> **EXCERPT**

###

The COVID-19 pandemic has changed many things around the world including how we do things at CURE Zambia. But one thing we refuse to change is our mission of healing the sick and proclaiming the kingdom of God. Our first priority is our patients and that we remain available to our patients in these difficult times.
If we exist to heal the sick and proclaim the kingdom of God, it begs the question “how do we continue to be there for our patients in this crisis?” To answer this question, we spent time in prayer, looking up to God for wisdom and direction. The senior management team held several meetings and consulted with our medical staff to strategize on the best way to keep the hospital open and keep everyone safe. One of our biggest challenges has been transporting patients to and from the hospital since public transportation has become incredibly sparse. In response, we have sent staff on medical mission trips to meet patients closer to their homes.
Our orthopedic surgeons have traveled on different medical missions to remote parts of the country in order to take specialized services to underserved places. Dr. Lastroni traveled to Chitokoloki Mission Hospital in Zambezi, the northwestern part of the country, while Dr. Moyo traveled to St. Francis Mission Hospital in Katete, the eastern part of the country. These recurring medical missions are held on a regular basis. They involve screening new patients and reviewing returning patients. Our surgeons perform basic surgeries at the host hospital and refer the more complicated cases back to CURE Zambia. These two missions alone have helped prevent hundreds of people from having to travel long distances to CURE Zambia and risk possible exposure on public transportation.
We also continued our mobile clinics. Some members of CURE Zambia’s medical and spiritual staff traveled to Zambia’s southern province for a series of seven mobile clinics in different rural locations. While mobile clinics are a regular part of our ministry, these mobile clinics required more preparation and precaution in order to keep our staff and patients safe. The space at the back of the private hospital transportation was packed with COVID-19 prevention materials such as a portable handwashing station, boxes of face masks, soap, and hand sanitizer – all of which are new additions to the mobile clinic packing list. These unique mobile clinics were held in partnership with World Vision who helped with the logistics of operating the clinics in these remote locations as well as spreading awareness of the life-changing services we offer. Our medical staff included hygiene and COVID-19 prevention lessons at these clinics in addition to the spiritual counseling and encouragement by our spiritual staff. Everyone was required to wash and sanitize their hands before being admitted, and social distancing and masks were also required. Thankfully, we had more than enough masks to provide for those who were without.

###

> **EXERCISE DATA**
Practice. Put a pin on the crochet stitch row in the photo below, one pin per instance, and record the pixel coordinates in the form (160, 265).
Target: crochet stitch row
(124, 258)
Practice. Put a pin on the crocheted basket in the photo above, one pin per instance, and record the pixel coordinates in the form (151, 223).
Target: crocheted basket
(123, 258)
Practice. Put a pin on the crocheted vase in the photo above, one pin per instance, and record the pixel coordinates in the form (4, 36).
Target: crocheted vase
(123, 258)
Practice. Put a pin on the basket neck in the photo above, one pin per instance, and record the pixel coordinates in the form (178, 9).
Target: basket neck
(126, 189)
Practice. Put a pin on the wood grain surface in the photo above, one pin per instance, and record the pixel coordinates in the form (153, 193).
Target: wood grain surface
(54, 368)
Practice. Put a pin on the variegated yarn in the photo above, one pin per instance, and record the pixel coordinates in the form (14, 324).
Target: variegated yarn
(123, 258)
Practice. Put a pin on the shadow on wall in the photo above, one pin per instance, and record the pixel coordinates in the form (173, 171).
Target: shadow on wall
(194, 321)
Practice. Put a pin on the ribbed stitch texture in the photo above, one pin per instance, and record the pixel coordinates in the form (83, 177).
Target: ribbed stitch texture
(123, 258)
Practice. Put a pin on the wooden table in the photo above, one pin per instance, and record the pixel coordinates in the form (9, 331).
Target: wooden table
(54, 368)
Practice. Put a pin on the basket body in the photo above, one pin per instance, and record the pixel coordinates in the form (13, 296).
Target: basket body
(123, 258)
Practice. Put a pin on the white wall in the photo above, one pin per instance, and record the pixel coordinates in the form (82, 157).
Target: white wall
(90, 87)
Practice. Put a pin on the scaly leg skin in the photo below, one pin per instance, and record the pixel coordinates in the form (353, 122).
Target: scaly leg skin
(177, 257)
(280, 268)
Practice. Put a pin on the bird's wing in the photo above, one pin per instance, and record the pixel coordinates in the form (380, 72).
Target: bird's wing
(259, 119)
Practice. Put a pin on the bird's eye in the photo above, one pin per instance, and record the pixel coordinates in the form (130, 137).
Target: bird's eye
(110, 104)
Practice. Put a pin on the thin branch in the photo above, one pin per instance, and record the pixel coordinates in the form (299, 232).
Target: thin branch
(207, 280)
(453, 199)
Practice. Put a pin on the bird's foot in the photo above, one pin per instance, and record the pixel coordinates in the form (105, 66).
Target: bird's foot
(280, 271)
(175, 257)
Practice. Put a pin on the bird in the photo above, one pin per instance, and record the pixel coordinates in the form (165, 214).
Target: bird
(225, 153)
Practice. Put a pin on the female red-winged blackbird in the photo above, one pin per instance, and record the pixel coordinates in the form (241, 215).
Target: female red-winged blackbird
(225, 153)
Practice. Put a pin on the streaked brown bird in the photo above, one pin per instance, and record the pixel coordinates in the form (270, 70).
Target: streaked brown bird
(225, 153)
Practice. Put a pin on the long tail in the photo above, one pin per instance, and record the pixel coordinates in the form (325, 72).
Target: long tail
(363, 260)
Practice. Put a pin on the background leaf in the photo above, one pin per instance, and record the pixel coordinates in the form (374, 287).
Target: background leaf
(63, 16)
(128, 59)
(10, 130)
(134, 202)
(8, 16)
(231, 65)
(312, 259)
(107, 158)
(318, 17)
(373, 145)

###

> **PROBLEM DESCRIPTION**
Please rewrite the CURE Zambia update between "If we exist" and "to their homes.", inclusive, replacing "senior management team" with "leadership team". The entries have no connection to the CURE Zambia update.

> **REPLY TO THE EXERCISE**
If we exist to heal the sick and proclaim the kingdom of God, it begs the question “how do we continue to be there for our patients in this crisis?” To answer this question, we spent time in prayer, looking up to God for wisdom and direction. The leadership team held several meetings and consulted with our medical staff to strategize on the best way to keep the hospital open and keep everyone safe. One of our biggest challenges has been transporting patients to and from the hospital since public transportation has become incredibly sparse. In response, we have sent staff on medical mission trips to meet patients closer to their homes.